Stated problem: Copy out every line of the records below that contains the word "driveway".
-- Data section start --
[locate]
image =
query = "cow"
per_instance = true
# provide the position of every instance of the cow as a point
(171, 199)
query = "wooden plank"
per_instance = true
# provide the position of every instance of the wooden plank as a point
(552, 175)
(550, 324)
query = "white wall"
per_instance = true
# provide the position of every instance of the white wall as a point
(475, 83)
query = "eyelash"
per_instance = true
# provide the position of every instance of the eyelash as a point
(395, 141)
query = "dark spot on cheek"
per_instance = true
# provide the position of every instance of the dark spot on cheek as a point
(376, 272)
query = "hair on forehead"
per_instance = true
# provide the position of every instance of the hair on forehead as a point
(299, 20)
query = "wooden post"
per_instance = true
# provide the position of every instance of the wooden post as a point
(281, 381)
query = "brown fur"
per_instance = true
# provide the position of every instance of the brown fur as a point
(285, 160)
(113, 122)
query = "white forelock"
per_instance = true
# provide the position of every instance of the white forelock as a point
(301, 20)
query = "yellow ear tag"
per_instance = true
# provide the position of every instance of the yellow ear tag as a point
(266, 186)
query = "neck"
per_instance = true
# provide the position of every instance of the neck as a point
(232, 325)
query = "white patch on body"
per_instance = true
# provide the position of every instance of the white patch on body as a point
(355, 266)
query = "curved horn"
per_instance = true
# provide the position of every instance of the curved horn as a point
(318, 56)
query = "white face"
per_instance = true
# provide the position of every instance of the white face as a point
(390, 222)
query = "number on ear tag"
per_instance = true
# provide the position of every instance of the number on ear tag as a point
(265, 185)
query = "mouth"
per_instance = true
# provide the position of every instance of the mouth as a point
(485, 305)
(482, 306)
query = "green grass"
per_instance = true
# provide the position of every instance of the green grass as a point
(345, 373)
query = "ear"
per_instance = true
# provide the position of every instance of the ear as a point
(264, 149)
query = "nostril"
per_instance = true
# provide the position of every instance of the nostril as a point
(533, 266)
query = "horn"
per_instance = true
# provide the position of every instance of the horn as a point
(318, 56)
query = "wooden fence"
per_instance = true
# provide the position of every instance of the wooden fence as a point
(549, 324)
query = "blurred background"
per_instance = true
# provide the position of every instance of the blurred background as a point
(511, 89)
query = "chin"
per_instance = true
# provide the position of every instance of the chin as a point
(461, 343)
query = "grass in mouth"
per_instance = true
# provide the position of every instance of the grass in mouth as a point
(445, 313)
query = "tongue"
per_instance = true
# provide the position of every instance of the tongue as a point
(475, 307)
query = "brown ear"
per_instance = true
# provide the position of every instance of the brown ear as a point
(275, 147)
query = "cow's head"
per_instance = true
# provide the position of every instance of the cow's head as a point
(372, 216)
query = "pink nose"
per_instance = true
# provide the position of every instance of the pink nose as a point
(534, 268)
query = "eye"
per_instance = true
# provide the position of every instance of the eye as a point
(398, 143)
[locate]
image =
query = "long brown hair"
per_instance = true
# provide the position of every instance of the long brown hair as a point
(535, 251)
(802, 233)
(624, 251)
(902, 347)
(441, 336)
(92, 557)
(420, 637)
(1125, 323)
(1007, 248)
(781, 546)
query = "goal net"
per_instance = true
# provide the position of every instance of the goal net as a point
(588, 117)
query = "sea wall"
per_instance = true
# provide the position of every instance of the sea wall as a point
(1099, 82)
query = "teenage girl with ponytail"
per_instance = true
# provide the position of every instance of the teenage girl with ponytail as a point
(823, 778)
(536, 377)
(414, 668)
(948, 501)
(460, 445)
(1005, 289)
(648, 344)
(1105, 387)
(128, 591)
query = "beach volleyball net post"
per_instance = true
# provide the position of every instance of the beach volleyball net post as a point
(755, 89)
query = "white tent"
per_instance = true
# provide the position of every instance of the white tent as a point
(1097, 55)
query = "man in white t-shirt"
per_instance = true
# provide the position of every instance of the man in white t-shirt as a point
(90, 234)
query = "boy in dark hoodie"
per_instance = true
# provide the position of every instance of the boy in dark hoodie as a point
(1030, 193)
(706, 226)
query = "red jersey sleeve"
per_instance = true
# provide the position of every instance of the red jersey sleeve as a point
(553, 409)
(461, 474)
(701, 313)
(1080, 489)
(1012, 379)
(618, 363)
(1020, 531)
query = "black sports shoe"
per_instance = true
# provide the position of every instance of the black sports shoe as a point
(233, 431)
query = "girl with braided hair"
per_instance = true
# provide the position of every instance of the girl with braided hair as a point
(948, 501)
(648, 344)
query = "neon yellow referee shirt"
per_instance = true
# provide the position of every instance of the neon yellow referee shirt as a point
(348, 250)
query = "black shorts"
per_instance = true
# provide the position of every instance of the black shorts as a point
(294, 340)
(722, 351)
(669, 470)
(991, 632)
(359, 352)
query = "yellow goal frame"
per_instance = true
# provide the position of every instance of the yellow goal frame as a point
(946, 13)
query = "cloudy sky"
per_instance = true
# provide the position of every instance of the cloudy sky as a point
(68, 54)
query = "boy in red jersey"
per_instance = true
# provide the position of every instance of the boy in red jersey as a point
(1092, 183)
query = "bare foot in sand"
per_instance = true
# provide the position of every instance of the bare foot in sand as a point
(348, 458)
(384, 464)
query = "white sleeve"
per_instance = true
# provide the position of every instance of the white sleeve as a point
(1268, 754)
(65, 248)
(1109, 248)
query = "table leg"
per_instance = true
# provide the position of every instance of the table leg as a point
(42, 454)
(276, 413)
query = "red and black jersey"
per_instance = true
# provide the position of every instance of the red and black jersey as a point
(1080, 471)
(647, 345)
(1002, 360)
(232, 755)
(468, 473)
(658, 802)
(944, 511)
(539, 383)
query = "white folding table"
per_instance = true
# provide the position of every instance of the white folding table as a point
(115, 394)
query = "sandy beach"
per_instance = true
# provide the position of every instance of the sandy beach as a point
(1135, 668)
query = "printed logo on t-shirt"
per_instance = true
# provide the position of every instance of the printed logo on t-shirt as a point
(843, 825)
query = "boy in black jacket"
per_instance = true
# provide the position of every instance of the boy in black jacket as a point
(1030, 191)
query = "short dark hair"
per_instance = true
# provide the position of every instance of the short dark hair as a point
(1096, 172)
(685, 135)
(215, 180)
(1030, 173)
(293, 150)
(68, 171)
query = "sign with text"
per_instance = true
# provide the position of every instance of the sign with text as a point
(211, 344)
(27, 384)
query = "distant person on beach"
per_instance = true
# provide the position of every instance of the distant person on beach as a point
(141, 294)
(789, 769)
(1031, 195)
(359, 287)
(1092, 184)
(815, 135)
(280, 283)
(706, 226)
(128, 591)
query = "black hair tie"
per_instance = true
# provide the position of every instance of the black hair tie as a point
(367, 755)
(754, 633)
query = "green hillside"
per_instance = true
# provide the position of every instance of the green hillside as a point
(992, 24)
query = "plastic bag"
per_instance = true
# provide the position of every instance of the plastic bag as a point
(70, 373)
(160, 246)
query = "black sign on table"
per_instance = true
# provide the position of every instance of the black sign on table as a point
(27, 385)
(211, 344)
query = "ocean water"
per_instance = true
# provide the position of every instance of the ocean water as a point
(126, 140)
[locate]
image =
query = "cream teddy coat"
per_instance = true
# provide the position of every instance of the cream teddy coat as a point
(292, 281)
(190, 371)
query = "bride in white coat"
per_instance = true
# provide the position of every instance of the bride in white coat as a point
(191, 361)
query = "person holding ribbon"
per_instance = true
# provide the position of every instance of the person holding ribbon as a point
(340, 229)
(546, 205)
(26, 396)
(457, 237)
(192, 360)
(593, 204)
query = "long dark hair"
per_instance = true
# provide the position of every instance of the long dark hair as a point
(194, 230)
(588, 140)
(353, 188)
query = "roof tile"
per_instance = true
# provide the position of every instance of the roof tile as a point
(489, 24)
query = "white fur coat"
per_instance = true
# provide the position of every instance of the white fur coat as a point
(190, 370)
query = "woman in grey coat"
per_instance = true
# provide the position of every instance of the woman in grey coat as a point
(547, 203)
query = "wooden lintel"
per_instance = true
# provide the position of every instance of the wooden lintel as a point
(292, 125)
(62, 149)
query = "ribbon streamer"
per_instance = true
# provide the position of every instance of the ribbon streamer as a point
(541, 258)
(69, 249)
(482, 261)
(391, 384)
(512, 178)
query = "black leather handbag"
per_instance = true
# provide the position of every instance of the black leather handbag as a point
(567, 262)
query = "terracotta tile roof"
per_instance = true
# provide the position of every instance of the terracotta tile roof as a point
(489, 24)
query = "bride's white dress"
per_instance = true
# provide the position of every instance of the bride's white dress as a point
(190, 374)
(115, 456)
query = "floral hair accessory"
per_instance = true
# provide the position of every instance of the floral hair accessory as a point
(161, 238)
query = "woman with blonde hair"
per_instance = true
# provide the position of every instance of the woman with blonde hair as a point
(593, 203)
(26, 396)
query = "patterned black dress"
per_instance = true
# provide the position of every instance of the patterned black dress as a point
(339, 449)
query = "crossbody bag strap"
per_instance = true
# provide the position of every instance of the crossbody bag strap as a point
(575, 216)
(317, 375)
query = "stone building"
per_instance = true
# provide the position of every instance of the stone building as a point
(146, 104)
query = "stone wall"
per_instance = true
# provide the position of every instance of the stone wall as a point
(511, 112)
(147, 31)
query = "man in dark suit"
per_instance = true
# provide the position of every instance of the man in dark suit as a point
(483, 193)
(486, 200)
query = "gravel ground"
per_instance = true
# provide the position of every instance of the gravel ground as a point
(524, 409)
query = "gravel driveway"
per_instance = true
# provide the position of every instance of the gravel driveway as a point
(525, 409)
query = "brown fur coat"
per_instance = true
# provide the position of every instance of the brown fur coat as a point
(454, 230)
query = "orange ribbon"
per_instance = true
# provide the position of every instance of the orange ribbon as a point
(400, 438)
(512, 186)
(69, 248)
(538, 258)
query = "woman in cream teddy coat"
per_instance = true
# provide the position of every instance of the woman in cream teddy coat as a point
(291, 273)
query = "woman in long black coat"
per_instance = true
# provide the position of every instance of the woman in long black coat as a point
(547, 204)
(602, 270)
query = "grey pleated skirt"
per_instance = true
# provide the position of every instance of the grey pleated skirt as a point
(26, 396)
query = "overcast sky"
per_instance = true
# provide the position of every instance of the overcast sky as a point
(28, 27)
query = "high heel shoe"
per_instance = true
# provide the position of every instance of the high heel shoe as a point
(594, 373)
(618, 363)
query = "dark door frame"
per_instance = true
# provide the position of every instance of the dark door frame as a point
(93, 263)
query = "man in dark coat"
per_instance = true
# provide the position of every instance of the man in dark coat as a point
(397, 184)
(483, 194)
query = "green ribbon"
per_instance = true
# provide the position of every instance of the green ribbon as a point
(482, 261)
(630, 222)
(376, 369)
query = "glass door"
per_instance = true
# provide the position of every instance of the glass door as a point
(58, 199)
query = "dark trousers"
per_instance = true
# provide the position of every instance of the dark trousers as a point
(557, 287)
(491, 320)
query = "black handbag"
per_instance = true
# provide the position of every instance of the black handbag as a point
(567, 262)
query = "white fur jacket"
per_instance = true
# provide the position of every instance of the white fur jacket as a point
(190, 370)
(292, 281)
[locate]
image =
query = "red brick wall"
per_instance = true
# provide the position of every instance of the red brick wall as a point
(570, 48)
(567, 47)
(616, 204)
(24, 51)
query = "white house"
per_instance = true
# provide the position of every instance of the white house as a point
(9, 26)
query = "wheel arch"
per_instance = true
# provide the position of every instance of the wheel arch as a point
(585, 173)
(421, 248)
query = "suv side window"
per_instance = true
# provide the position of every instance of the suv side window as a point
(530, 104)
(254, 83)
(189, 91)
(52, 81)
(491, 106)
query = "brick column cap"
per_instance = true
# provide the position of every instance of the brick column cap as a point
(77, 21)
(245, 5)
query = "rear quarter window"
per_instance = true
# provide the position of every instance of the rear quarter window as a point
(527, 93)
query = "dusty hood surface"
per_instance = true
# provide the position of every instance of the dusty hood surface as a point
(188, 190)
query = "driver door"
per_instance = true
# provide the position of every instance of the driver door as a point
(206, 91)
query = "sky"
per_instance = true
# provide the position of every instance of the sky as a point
-- Data section end --
Worked solution:
query = "gravel driveway"
# provide the position of every instance of the gravel driveway as a point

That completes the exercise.